═══ PASSAGE TO READ ═══

You Have 10 Weeks Until the June 5 Deadline. Here Is the One Page That Decides Everything.
Field Notes from the Grant Cycle — Week 10
Today is March 27, 2026. The next standard NIH R01 deadline is June 5.
That is ten weeks. It sounds like a lot. It is not.
I am writing this from inside the cycle — not as someone who once wrote grants, but as someone who is writing them right now, reviewing them right now, and teaching a cohort of scholars how to write them right now. I am living inside the same deadlines you are. And I am watching in real time what separates applications that survive study section from applications that do not.
And I want to tell you something that most grantsmanship advice gets backwards.
The question at ten weeks out is not how much of your application is drafted. It is whether you have one page — one single page — that does its job.
Your Specific Aims page.
Why This Page, Why Now
If your Specific Aims page is not working, nothing you write after it will save the application. Not a brilliant approach section. Not a flawless power calculation. Not a letter of support from the leading expert in your field. None of it matters if the reviewer reads your first page and does not understand three things: what you are going to do, why it matters, and why you are the person to do it.
I sat through 10.5 hours of NIH study section earlier this month. By hour eight, reviewers were tired. Discussions were shorter. The applications that still commanded attention in the room were the ones where the assigned reviewer could summarize the project in two sentences — because the Specific Aims page had given them those two sentences, fully formed, ready to borrow.
The applications that drifted were the ones where the reviewer had to construct the argument themselves. They had to dig through the aims, piece together the logic, and figure out what the investigator was actually proposing. At 4 PM, after seven hours of continuous review, nobody is doing that work for you. Nobody can.
Your Specific Aims page is not an introduction. It is the entire application compressed into one page. It is the argument your reviewer will carry into the (Zoom) room. And if that argument is not airtight by the time you start writing your Research Strategy, you are building a house on sand.

═══ DATA SECTION ═══

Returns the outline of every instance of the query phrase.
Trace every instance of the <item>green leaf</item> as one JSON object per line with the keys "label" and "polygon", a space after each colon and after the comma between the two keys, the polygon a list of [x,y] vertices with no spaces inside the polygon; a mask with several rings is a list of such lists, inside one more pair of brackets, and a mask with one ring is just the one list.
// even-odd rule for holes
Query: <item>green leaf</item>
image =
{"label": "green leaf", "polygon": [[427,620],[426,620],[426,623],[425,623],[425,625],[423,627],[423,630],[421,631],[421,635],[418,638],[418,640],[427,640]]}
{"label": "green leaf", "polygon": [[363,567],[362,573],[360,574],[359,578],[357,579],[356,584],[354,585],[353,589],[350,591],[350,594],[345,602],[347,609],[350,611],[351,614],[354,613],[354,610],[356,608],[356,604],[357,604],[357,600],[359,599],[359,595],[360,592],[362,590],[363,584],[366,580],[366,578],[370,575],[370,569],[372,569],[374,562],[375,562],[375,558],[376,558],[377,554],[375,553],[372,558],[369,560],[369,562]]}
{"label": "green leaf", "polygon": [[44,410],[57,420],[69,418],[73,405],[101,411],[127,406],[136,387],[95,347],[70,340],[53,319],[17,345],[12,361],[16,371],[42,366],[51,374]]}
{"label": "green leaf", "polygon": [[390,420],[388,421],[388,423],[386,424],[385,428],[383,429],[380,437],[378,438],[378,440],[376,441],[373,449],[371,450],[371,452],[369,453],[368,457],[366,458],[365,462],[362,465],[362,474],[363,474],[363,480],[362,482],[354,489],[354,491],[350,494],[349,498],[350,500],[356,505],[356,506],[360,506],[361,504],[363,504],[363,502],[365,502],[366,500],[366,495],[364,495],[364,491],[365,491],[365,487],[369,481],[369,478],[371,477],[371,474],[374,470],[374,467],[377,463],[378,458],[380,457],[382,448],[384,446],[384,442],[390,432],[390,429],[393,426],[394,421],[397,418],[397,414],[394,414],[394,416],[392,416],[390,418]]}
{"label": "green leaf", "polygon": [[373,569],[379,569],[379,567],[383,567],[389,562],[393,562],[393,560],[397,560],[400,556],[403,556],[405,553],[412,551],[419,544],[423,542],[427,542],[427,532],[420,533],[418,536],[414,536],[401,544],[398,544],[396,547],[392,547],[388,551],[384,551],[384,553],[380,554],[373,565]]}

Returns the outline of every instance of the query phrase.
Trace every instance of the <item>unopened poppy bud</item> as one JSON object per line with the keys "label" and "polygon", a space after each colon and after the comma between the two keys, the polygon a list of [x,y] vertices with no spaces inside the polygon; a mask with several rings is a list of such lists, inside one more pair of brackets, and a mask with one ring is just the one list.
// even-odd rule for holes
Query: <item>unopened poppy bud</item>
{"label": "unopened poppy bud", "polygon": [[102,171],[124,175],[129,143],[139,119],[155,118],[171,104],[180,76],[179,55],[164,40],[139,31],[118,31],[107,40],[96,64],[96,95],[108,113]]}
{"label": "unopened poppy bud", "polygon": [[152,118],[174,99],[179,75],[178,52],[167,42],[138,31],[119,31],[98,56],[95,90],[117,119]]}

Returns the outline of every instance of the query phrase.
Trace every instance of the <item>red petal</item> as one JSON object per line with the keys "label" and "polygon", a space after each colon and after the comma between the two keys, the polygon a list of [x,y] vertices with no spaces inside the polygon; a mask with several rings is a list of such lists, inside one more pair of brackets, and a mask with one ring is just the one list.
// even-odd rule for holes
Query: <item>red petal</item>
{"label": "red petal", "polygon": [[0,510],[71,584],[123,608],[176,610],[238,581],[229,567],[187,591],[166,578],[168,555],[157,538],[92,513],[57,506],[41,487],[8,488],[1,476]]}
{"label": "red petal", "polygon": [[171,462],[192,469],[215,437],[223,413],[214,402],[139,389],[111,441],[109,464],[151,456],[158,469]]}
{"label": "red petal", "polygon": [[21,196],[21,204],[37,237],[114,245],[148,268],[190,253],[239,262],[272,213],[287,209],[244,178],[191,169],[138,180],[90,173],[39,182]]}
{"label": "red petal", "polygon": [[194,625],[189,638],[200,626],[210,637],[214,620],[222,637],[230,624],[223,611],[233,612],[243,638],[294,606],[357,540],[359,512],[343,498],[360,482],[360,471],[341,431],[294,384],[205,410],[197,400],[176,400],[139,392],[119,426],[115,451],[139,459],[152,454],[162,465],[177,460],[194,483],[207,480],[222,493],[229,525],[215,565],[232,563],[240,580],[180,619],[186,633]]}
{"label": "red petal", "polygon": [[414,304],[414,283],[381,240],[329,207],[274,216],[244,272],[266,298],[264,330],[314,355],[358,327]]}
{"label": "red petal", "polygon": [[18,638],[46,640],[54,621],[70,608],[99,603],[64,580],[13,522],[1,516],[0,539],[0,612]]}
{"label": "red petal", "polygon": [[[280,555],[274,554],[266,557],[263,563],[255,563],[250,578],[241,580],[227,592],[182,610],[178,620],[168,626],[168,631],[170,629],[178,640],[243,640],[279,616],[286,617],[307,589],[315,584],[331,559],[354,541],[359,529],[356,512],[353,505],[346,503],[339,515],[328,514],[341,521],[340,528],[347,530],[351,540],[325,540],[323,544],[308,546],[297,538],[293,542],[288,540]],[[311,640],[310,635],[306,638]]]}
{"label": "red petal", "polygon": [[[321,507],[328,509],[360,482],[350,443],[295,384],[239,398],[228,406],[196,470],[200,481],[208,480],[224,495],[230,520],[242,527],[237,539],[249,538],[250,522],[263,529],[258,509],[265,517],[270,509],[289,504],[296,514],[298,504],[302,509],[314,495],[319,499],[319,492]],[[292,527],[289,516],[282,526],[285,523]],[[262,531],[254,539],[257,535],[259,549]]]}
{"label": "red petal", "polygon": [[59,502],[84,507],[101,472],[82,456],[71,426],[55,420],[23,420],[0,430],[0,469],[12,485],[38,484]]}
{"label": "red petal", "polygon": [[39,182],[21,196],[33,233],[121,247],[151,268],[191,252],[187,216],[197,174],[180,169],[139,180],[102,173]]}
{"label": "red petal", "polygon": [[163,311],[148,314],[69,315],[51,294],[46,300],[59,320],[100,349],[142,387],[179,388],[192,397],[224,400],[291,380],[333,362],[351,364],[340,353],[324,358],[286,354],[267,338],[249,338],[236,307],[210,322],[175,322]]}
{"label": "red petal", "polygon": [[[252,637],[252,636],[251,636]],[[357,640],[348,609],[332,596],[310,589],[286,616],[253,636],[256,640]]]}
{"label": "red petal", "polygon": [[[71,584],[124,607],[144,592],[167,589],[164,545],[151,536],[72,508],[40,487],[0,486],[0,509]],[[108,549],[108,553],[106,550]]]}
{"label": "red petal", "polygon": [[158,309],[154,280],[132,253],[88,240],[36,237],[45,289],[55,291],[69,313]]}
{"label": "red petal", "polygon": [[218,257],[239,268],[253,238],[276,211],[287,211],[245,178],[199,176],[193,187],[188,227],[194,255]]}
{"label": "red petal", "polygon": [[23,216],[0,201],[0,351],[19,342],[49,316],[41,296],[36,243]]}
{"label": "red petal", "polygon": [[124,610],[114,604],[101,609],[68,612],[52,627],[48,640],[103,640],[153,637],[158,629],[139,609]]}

═══

§ STATED GOAL 1: Using the piece on the June 5 grant deadline, decide whether each statement agrees with it: (a) The next standard NIH R01 deadline is June 5. (b) The writer sat through 10.5 hours of NIH study section last month. (c) The Specific Aims page is described as an introduction to the application. Give yes or no for each, along with the exact words from the piece that settle it.
§ STATED GOAL 2: Carry on the piece about the Specific Aims page and the June 5 deadline from the point where it stops.

§ TASK OUTPUT 1:
(a) Yes: "The next standard NIH R01 deadline is June 5."
(b) No: "I sat through 10.5 hours of NIH study section earlier this month."
(c) No: "Your Specific Aims page is not an introduction."

§ TASK OUTPUT 2:
The Test You Can Do Right Now
Stop reading this. Open your Specific Aims page — whatever state it is in. Read only the first three sentences.
Then ask yourself: if a reviewer read only those three sentences and nothing else, would they understand the problem, the stakes, and what you are proposing?
Not the background. Not the history of your field. The problem. The stakes. The proposal.
If the answer is no, that is your work for this week. Not the approach section. Not the budget. Not the biosketches. This.
Everything else can wait. This cannot.
What I Am Seeing Right Now
I launched a cohort of scholars this week who are working through the Lost in Translation curriculum. They are smart. Their science is strong. And almost every single one of them came in with an Aims page that makes the same mistake: it opens with the field instead of the problem.
The field is context. The problem is urgency. These are different things, and the difference between them is the difference between a reviewer who keeps reading and a reviewer who starts skimming.
Your opening paragraph should make someone who knows nothing about your area of science understand why this matters. Not to the field. To people. How many are affected. What happens to them. What the consequences are if nothing changes. That is the hook that earns you the next paragraph.
If your opening reads like the first paragraph of a review article, rewrite it. You have ten weeks. Use the first one on the page that carries everything else.
What Is Coming
This is the first in a series of weekly field notes I will be publishing between now and the June 5 deadline. Each one will focus on a single thing — the one thing that matters most at that point in the writing process. Not a comprehensive guide. Not a checklist. One thing per week, drawn from what I am seeing as a reviewer and what I am teaching right now.
Next week: the exercise that will show you exactly where your translation gaps are — in ten minutes, without reading a single word of grantsmanship advice.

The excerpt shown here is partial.